== TEXTE DE LA PAGE ==

Prévenir ne se décrète pas ; cela se construit, chaque jour, dans la relation de soin. C’est là que le rôle infirmier devient central. Présentes dans les hôpitaux, les écoles, les entreprises ou les domiciles, les infirmières sont les premières à repérer les comportements à risque, à accompagner les changements de mode de vie, à expliquer les dépistages.
Informer sur les dépistages, sensibiliser à l’alcool, au tabac, à l’alimentation, à l’environnement : chaque entretien, chaque visite à domicile est une occasion d’agir avant la maladie. Les infirmières jouent ici un rôle irremplaçable. Elles parlent le langage du quotidien, celui des choix possibles.
Elles interviennent au moment où les décisions se prennent : quand une patiente hésite à faire une mammographie, quand un travailleur minimise son exposition, quand un parent s’interroge sur l’alimentation de son enfant. Cette proximité donne une force unique à la prévention : celle de la confiance. L’éducation à la santé passe par la parole, le regard, la répétition des gestes simples. C’est un savoir-faire autant qu’un savoir.

===
== MATÉRIEL D'ÉTUDE ==

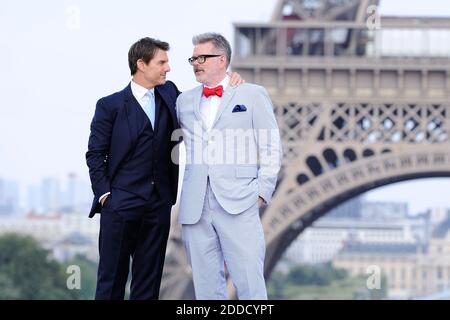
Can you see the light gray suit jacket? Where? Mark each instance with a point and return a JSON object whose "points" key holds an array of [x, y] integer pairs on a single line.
{"points": [[241, 153]]}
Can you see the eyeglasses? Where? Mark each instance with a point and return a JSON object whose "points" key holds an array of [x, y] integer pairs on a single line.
{"points": [[202, 58]]}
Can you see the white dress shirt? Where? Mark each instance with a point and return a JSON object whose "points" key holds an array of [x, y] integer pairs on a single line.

===

Pouvez-vous reprendre le texte sur le rôle des infirmières dans la prévention et le poursuivre à partir de sa dernière phrase ?

Une nouvelle génération d’infirmiers élargit encore ce rôle : les éco-infirmiers. Ils intègrent la santé environnementale à la pratique quotidienne. Leur mission : identifier les sources d’exposition évitables et proposer des alternatives concrètes.
À domicile, ils sensibilisent aux produits ménagers, à la ventilation, à la qualité de l’eau. À l’hôpital, ils repensent les circuits de déchets, remplacent les désinfectants toxiques, optimisent les consommables.
Dans les collectivités, ils forment les professionnels de la petite enfance ou les enseignants aux gestes de prévention environnementale.
Ce champ émergent redonne du sens au soin. Parce que la santé ne s’arrête pas au corps : elle inclut le milieu de vie.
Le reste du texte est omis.